** BEGIN **

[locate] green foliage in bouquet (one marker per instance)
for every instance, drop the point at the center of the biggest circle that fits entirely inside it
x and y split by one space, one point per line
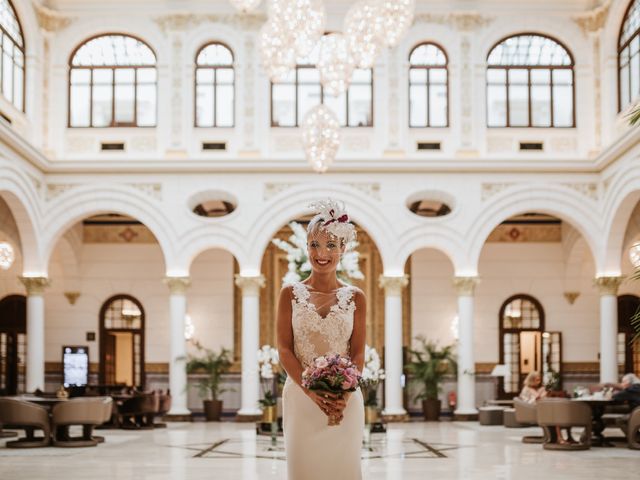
213 364
428 367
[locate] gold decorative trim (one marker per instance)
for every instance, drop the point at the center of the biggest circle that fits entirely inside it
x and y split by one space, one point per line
35 285
465 286
608 285
177 285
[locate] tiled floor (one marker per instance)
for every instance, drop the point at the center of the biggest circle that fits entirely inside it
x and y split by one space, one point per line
444 450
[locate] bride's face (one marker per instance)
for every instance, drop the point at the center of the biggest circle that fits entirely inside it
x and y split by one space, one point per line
324 251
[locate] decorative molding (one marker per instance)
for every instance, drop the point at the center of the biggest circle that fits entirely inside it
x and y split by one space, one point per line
152 189
250 285
271 189
571 297
465 286
463 21
177 285
51 20
393 285
593 20
371 189
608 285
35 285
587 189
72 297
491 189
56 189
186 21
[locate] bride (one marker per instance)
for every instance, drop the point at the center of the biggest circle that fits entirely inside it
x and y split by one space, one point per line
317 317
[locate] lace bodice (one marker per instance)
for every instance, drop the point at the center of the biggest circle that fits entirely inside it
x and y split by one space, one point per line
314 334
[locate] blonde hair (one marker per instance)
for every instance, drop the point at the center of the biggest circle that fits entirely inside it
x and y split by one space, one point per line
528 381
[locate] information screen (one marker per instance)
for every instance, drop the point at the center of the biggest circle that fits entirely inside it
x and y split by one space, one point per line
76 366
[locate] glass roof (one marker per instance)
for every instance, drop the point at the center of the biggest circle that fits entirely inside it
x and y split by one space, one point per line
113 51
529 50
9 22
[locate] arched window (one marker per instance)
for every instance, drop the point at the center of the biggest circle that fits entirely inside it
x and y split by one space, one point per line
428 87
12 65
294 96
113 83
122 342
629 57
530 83
525 346
215 82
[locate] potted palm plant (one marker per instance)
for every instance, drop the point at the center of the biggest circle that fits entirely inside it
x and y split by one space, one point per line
428 366
213 364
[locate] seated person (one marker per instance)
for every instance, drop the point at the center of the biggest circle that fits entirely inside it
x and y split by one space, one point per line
629 390
533 391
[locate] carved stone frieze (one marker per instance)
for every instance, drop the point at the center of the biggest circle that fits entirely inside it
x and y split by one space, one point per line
589 189
593 20
184 21
490 189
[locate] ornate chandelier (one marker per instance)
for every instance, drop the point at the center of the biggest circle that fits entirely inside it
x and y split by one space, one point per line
320 137
634 254
363 27
245 6
7 255
397 16
303 20
335 63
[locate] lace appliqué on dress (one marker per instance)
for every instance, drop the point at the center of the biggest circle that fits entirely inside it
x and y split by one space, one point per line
315 335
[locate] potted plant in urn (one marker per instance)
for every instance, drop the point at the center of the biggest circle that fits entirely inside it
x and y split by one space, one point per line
268 362
428 367
213 364
372 374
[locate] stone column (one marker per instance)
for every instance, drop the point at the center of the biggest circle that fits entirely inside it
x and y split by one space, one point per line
608 288
250 383
465 288
178 345
393 407
35 331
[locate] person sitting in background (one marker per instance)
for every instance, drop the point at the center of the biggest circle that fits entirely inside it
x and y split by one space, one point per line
533 391
629 390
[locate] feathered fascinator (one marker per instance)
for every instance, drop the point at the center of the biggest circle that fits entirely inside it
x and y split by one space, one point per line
332 217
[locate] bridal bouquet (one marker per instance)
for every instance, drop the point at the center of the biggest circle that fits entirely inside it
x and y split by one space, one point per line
334 374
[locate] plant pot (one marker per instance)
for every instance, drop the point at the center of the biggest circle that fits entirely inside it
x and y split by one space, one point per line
431 409
212 410
371 415
270 414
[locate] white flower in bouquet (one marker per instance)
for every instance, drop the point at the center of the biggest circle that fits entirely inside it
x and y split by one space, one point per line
298 265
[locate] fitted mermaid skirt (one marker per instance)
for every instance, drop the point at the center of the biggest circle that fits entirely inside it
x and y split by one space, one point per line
316 451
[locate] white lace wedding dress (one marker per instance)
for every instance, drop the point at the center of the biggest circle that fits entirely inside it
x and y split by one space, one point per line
314 449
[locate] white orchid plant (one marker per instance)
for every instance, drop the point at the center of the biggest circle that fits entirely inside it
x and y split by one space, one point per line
299 267
372 375
269 364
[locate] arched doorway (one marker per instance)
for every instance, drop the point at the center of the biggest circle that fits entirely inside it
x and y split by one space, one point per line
122 342
13 344
525 346
628 350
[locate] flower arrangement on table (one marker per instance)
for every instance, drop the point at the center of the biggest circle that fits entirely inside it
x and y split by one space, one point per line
299 267
333 374
372 375
269 364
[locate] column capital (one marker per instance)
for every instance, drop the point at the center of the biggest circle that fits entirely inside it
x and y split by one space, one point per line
177 285
465 286
393 285
608 285
35 285
250 283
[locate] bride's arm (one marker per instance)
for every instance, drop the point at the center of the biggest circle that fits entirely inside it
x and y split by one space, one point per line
285 337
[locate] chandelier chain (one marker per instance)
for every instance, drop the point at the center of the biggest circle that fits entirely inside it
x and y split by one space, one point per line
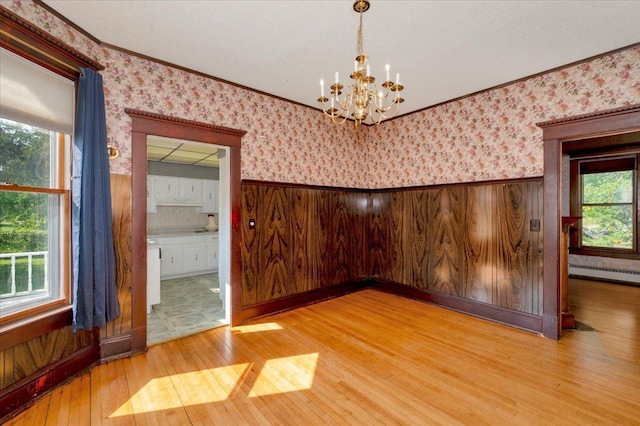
364 99
360 50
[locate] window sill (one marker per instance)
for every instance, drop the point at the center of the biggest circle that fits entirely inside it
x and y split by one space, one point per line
21 330
604 253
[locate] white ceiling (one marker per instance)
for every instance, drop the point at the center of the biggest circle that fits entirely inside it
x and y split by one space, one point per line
170 150
442 49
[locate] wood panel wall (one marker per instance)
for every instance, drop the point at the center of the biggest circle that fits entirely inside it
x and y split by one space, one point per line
305 239
470 242
25 359
467 241
121 224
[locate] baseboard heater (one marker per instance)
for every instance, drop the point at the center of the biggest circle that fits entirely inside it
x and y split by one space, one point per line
605 273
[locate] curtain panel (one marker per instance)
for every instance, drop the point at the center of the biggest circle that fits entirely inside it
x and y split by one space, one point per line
95 299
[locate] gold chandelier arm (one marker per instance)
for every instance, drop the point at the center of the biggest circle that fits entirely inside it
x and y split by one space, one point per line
362 100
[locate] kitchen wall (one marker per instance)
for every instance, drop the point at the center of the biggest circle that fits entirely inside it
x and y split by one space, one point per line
172 217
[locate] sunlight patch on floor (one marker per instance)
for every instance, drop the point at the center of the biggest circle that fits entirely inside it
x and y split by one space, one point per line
289 374
178 390
255 328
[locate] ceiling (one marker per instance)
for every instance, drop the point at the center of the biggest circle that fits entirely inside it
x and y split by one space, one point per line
168 150
442 49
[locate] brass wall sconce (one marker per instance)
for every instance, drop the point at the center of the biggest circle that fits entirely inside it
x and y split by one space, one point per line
112 152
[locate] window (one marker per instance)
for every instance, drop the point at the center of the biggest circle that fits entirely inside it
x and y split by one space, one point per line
605 190
36 118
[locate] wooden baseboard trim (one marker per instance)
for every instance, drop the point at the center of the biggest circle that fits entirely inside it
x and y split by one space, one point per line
303 299
22 394
115 347
506 316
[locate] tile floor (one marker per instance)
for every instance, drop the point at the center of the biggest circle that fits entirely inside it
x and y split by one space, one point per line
188 305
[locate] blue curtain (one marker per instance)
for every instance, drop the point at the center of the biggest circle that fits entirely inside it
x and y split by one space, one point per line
95 298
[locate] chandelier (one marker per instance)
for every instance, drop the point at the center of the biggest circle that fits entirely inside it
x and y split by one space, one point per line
363 98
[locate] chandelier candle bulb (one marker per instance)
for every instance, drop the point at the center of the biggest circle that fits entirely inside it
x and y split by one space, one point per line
364 98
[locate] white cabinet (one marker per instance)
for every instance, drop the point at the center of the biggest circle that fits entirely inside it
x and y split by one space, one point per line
195 256
153 276
171 260
191 190
152 207
211 196
167 188
176 191
188 255
212 248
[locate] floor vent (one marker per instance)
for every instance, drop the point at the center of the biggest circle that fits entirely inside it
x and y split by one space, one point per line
605 273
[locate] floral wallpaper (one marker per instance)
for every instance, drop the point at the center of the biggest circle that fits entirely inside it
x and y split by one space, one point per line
487 136
284 142
493 135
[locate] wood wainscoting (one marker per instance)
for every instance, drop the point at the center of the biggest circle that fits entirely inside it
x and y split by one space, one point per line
470 247
303 241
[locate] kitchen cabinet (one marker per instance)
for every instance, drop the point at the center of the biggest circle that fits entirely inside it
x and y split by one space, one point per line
211 196
152 207
191 190
153 275
171 262
195 256
167 188
212 248
177 191
187 255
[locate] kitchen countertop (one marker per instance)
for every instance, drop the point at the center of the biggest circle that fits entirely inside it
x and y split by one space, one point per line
177 232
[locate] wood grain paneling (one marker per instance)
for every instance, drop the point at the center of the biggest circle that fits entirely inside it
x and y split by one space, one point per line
378 234
250 246
417 238
121 224
514 247
321 237
306 239
445 254
478 238
303 271
397 237
357 207
469 241
275 244
28 358
341 253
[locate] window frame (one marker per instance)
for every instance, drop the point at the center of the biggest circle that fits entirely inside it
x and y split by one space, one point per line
62 295
24 39
603 161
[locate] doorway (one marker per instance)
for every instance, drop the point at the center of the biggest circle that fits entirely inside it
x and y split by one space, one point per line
184 206
558 135
228 140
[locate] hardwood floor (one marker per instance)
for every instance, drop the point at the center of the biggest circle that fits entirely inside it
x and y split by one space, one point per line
365 358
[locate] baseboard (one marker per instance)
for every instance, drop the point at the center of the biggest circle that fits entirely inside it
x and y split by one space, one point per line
22 394
494 313
115 347
298 300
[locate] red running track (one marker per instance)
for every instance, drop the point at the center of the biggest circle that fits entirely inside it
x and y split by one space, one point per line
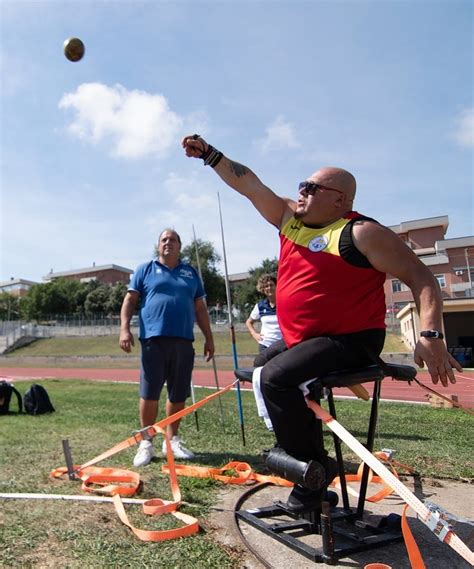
392 390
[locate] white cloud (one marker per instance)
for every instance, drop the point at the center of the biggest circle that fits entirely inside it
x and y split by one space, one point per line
464 134
135 123
280 134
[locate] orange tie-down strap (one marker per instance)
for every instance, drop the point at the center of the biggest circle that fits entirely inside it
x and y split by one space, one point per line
231 473
373 479
120 482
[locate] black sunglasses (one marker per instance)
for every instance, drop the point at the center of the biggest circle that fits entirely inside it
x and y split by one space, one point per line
310 188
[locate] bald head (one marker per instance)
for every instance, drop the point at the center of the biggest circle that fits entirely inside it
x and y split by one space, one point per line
337 178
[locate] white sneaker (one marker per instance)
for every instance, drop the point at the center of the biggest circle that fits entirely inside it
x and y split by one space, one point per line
179 450
144 455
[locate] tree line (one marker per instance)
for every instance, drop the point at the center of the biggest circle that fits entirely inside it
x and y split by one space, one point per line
67 297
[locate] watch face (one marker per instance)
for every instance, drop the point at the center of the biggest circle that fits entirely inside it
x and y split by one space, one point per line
431 334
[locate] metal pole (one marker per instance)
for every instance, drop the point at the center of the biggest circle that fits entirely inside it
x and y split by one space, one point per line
213 359
193 397
231 324
468 271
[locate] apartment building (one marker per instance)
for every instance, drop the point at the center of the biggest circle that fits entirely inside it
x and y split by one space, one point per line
450 260
106 274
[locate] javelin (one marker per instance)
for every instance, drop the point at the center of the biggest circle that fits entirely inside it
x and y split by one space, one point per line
213 359
231 325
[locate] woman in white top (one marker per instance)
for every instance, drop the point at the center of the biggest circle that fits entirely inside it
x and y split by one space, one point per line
265 311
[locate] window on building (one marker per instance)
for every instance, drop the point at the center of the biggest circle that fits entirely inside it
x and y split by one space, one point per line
441 280
398 286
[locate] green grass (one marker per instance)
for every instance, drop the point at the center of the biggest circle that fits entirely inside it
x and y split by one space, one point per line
108 346
95 416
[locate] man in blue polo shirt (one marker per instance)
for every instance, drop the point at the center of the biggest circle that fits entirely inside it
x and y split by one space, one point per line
171 298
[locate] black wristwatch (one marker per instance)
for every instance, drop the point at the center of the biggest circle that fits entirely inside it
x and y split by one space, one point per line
432 334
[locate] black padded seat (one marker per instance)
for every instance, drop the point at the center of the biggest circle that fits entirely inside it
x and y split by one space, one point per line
244 373
346 377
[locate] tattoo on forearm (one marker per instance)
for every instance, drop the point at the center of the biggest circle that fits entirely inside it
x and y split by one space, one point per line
238 169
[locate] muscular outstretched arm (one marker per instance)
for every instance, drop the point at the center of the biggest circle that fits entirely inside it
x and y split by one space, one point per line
273 208
129 305
388 254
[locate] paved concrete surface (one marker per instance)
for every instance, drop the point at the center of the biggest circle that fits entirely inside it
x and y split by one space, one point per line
457 497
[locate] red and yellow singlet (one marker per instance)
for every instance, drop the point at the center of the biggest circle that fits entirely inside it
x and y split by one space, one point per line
319 292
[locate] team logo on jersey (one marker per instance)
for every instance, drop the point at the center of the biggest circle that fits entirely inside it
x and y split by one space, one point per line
318 243
186 273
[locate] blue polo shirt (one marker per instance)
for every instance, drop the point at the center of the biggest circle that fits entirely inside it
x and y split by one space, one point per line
166 299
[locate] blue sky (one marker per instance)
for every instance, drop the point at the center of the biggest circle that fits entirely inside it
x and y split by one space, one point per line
91 163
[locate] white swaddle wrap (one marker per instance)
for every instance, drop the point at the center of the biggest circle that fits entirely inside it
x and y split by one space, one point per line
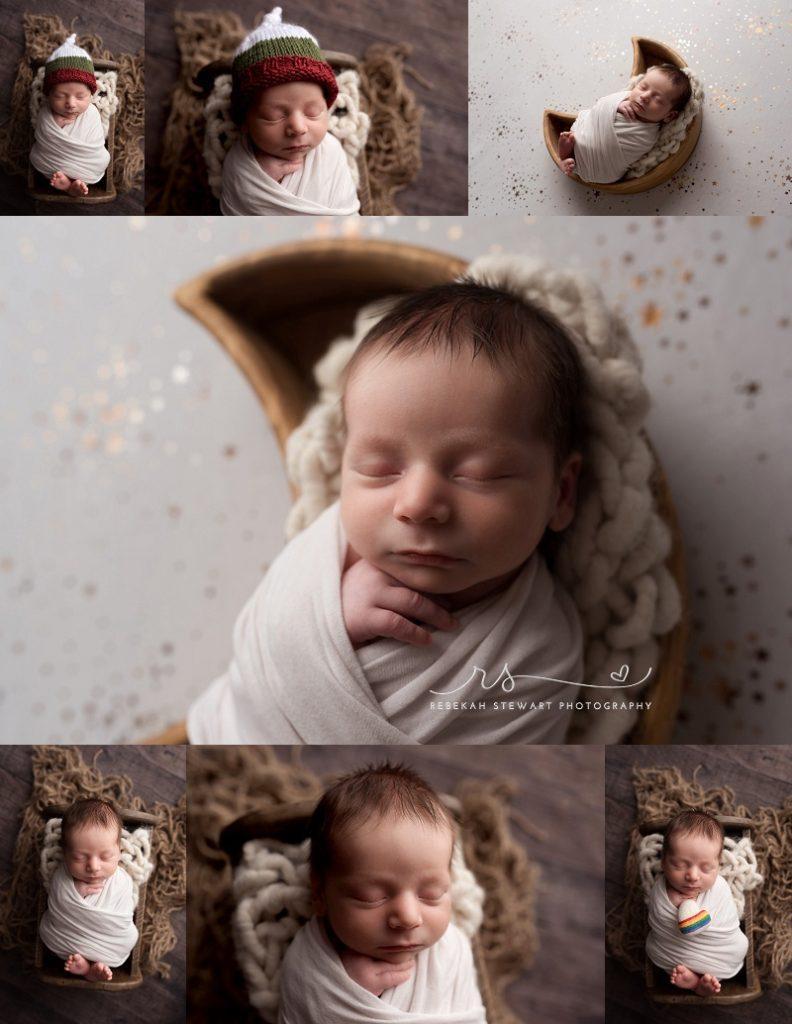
718 948
99 927
77 148
317 989
323 186
607 142
295 677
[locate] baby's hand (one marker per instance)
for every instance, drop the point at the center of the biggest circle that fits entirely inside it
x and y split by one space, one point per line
373 975
278 168
375 604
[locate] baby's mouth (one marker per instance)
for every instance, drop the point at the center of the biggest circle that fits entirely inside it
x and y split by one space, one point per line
426 558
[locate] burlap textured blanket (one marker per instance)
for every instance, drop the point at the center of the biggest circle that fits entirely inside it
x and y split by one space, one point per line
295 677
323 186
99 926
77 148
717 947
317 989
662 793
607 142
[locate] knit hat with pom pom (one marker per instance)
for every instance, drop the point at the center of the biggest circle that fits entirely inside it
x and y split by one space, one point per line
275 53
69 62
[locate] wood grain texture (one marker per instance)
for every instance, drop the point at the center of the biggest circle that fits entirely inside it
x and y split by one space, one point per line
121 26
759 776
438 32
158 773
560 794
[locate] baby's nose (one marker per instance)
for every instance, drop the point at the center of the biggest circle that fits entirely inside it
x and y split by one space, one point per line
420 499
405 913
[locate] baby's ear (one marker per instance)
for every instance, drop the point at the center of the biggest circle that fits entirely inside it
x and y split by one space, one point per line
318 895
564 512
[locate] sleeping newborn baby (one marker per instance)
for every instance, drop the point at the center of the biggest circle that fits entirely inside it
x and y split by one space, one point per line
695 932
391 617
285 162
69 145
90 902
619 129
381 945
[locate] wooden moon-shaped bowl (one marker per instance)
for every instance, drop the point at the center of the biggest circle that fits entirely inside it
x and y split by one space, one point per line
645 52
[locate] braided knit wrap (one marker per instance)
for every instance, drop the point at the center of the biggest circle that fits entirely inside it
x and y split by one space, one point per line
275 53
69 62
738 866
105 96
135 854
612 558
272 892
348 123
672 134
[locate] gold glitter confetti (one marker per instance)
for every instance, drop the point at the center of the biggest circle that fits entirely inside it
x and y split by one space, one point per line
651 314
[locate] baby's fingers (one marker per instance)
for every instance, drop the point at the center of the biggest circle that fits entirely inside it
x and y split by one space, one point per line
419 608
390 624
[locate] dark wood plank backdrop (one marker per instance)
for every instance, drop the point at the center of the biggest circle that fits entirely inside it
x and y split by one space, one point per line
121 25
158 773
438 31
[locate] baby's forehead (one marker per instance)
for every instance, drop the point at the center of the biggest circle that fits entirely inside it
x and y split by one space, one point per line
365 830
695 842
92 833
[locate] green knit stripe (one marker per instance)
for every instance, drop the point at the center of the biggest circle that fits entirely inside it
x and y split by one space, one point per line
76 64
285 47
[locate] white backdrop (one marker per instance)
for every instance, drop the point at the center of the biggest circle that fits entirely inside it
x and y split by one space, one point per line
142 494
564 54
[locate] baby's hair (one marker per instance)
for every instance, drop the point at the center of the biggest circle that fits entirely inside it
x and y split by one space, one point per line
693 823
679 81
89 812
513 335
374 792
242 101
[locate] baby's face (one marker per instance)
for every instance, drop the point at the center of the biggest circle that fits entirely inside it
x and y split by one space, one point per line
654 96
387 894
92 853
287 121
445 483
692 864
69 99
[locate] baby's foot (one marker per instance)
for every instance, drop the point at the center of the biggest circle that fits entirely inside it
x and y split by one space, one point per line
708 985
77 964
60 181
566 144
683 977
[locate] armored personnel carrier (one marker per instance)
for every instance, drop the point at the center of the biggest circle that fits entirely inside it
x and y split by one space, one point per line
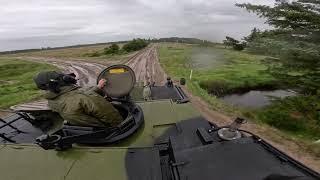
162 137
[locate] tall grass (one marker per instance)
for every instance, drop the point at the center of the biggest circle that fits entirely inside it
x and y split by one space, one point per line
16 83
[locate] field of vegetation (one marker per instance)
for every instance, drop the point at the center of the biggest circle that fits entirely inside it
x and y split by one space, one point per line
93 53
16 83
241 72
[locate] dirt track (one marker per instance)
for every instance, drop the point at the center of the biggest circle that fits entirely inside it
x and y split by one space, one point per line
147 67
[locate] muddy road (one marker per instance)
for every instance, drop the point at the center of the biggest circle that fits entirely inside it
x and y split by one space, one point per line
146 66
144 63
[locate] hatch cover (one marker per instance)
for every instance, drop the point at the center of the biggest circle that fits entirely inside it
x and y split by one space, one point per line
120 80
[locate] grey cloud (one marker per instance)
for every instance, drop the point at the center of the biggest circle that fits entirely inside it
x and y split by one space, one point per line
41 23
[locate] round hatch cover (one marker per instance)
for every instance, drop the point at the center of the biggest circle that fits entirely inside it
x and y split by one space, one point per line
120 80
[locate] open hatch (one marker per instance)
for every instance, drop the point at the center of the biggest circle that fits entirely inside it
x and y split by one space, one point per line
35 128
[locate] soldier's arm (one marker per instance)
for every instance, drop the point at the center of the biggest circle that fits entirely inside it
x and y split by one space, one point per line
101 109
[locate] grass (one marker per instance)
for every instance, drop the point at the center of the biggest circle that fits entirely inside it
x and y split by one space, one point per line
239 71
16 83
79 53
294 116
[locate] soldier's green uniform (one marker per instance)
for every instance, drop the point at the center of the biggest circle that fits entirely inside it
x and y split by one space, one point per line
84 107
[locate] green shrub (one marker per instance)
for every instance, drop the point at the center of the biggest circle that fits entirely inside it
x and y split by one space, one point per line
113 49
298 115
215 87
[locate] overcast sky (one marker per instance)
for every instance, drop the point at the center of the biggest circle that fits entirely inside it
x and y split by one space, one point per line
28 24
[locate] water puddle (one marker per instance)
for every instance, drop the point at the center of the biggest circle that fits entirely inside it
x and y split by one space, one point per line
256 99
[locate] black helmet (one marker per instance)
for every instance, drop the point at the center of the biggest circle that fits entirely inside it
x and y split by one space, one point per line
52 80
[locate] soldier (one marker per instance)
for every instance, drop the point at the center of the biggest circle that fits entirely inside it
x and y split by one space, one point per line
78 106
169 82
147 92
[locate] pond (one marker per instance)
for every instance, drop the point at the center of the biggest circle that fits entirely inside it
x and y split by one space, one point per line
256 99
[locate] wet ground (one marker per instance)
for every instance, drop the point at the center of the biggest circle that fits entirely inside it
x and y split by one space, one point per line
256 99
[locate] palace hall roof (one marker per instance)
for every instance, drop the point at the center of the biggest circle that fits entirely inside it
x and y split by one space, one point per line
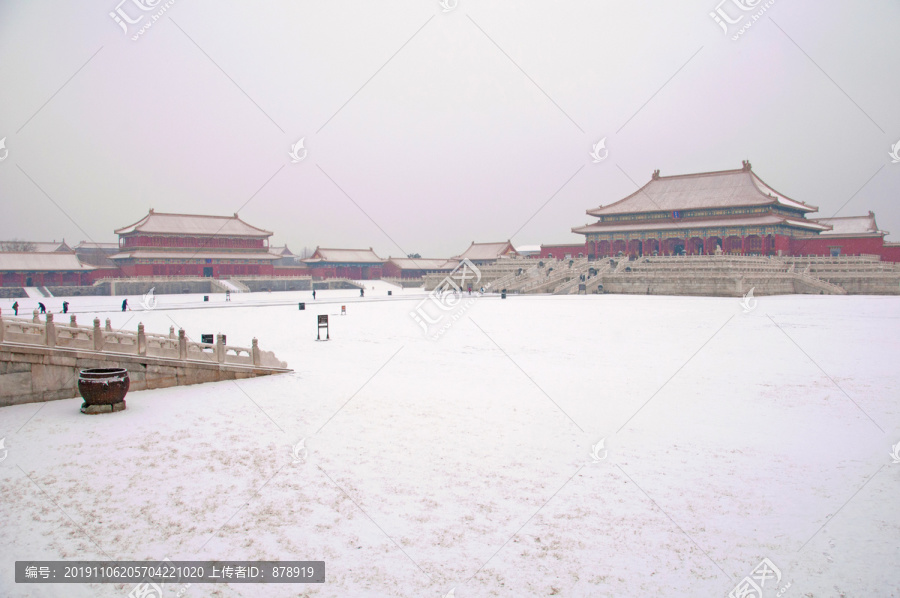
193 224
406 263
727 188
488 251
354 256
854 226
35 246
187 253
693 223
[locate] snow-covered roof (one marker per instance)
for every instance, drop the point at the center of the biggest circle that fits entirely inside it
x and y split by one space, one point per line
563 245
193 224
488 251
406 263
36 246
852 226
31 261
695 223
355 256
280 250
92 245
727 188
188 254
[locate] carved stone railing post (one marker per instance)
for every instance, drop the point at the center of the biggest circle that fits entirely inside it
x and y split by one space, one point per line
98 335
142 340
50 331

** END **

_CHALLENGE_:
Reproduce, word for word, every line from the one that contains "[locate] palace hall" to the end of the data, including both ends; omit all pictures.

_FULL SOLUTION_:
[locate] palace hall roof (one marker per instance)
for every instance, drop the point at the center of the biggest circle that fits entirely inside it
x and y split by one space, one point per line
193 224
406 263
727 188
488 251
354 256
854 226
35 246
187 253
693 223
[locate] snow-covered roof (one marker per instance)
for every instance, drop the point at the center of the biggest circle that fits entirely inside it
x and y split by one space, one point per line
563 245
193 224
488 251
406 263
36 246
852 226
31 261
695 223
355 256
280 250
92 245
727 188
188 254
[locate] carved stone railing post (one marker per instance)
for every instance, drop the point at the center of the biggest circle that fits entirely inside it
x and y split by one space, one point per line
98 335
142 340
50 331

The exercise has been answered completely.